• [Excerpt]
——

A smiling middle-aged woman with medium-length light brown hair poses for a professional headshot in a well-lit indoor setting.
Catherine Samuel, Director of Disability Resources at Carnegie Mellon University (CMU), pictured as the author of this Braille Monitor article.

Blind People are persistently cast in our culture as recipients of support, not as contributors who organize and lead when loved ones are in need. Catherine Samuel, fully blind since birth and director of disability resources at Carnegie Mellon University (CMU) in Pittsburgh, Pennsylvania, upended this expectation when her family had to organize care for her mother, who had received a dementia diagnosis. Although her sighted brother lives in Virginia, where he handles medical matters at close range, Catherine accepted financial responsibility for her mother's welfare from several hundred miles away. Her mother made this assignment while her cognition was still strong enough to do so, and Catherine's skillful execution of it stands as a direct challenge to the outdated assumption that Blind People depend on others rather than lead and contribute.

——

• [Data section]
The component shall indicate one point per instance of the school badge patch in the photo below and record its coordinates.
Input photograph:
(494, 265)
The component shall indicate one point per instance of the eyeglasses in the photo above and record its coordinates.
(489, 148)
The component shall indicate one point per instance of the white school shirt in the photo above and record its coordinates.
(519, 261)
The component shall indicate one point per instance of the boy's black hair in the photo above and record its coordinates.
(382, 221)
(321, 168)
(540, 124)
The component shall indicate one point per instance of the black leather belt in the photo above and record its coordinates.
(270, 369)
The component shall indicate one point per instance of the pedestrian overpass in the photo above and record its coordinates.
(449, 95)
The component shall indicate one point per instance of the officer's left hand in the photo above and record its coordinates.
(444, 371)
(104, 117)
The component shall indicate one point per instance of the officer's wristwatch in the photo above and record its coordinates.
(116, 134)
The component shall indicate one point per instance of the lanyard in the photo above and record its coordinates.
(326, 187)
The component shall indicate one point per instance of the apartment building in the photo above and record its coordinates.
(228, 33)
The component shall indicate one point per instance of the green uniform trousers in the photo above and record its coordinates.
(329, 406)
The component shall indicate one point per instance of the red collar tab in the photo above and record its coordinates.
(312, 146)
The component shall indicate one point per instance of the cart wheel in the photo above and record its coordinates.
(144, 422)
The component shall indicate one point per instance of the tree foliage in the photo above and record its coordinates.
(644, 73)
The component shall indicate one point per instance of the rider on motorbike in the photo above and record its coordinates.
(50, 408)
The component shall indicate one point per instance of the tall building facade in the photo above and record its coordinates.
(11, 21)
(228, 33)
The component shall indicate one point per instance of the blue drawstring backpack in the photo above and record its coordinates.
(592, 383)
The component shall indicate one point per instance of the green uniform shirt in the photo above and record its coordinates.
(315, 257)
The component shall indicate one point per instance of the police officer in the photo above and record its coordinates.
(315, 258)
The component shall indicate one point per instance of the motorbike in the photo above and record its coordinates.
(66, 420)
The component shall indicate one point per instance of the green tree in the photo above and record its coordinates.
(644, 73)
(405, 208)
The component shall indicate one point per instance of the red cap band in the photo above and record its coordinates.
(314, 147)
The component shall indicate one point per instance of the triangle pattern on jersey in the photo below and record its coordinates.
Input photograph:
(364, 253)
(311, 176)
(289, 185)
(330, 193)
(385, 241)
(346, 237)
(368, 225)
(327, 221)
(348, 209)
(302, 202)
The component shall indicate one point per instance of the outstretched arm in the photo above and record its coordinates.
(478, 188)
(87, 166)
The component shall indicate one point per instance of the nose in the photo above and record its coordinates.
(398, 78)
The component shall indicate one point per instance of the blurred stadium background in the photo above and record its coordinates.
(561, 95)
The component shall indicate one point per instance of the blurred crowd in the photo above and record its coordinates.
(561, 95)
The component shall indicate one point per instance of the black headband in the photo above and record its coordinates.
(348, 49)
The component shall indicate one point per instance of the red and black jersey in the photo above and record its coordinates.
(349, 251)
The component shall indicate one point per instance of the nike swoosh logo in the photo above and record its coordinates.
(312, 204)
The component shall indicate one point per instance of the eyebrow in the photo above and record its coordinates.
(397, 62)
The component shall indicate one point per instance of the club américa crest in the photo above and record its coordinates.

——

• [Problem statement] From the excerpt about Catherine Samuel, reproduce word for word the passage that begins with "Blind People are" and ends after "lead and contribute.".

• [Response area]
Blind People are persistently cast in our culture as recipients of support, not as contributors who organize and lead when loved ones are in need. Catherine Samuel, fully blind since birth and director of disability resources at Carnegie Mellon University (CMU) in Pittsburgh, Pennsylvania, upended this expectation when her family had to organize care for her mother, who had received a dementia diagnosis. Although her sighted brother lives in Virginia, where he handles medical matters at close range, Catherine accepted financial responsibility for her mother's welfare from several hundred miles away. Her mother made this assignment while her cognition was still strong enough to do so, and Catherine's skillful execution of it stands as a direct challenge to the outdated assumption that Blind People depend on others rather than lead and contribute.